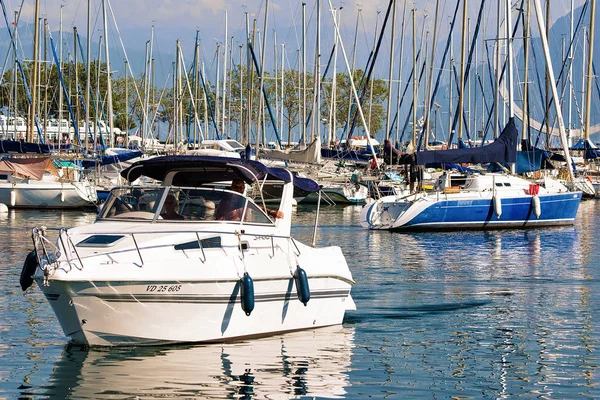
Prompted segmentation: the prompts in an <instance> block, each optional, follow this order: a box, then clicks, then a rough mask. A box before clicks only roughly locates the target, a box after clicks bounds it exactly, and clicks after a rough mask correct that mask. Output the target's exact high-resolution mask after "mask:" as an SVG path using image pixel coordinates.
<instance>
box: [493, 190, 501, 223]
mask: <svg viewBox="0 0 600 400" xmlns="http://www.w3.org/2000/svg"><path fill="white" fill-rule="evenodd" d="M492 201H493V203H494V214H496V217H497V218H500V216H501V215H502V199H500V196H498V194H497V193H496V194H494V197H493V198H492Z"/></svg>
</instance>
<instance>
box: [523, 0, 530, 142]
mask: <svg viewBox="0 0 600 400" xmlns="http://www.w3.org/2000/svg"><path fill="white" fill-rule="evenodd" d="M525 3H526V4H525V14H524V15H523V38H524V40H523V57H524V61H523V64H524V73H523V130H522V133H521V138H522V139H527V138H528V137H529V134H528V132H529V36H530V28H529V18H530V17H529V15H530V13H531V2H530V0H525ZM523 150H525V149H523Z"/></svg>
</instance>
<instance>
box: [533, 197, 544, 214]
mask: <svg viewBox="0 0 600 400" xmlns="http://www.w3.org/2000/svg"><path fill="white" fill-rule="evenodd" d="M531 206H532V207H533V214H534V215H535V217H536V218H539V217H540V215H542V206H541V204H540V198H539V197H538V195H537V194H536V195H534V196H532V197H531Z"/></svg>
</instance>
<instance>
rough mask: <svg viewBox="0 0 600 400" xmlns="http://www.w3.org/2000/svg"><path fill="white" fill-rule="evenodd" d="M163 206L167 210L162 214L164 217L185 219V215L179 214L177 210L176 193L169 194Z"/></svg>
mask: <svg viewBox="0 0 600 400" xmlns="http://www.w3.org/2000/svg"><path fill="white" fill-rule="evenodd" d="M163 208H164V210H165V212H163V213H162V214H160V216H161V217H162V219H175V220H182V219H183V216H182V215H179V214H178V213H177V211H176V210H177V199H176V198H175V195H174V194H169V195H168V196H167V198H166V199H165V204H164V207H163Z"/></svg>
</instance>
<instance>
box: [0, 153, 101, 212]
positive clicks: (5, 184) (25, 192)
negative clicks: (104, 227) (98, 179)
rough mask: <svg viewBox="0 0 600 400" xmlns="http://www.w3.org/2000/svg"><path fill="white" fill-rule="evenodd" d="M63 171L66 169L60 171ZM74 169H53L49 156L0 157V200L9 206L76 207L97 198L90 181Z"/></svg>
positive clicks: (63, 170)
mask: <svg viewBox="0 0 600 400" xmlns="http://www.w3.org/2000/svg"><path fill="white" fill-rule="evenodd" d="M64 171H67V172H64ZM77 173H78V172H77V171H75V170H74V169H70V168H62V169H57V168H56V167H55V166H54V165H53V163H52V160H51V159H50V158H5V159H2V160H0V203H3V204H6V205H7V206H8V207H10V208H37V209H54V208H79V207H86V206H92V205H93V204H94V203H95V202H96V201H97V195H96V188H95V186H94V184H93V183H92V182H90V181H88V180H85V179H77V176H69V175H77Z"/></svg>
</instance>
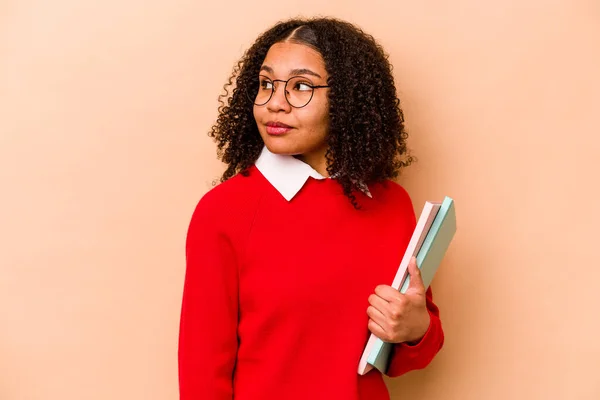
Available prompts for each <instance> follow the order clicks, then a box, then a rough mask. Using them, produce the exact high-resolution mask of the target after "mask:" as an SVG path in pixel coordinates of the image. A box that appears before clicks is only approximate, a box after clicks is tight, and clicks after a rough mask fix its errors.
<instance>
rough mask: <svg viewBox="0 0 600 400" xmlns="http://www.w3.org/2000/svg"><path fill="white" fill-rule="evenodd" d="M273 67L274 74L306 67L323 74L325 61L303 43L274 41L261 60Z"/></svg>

*What to do:* Look through the entries above and quote exactly the lines from the line with "positive clicks: (5, 184) (25, 192)" to the line with "171L66 169L60 171ZM74", counting both of those lines.

*Response box:*
positive clicks: (5, 184) (25, 192)
negative clicks: (104, 227) (98, 179)
rough mask: <svg viewBox="0 0 600 400" xmlns="http://www.w3.org/2000/svg"><path fill="white" fill-rule="evenodd" d="M63 171L66 169L60 171ZM74 169H53L49 156L0 157V200L9 206L76 207L97 198L90 181Z"/></svg>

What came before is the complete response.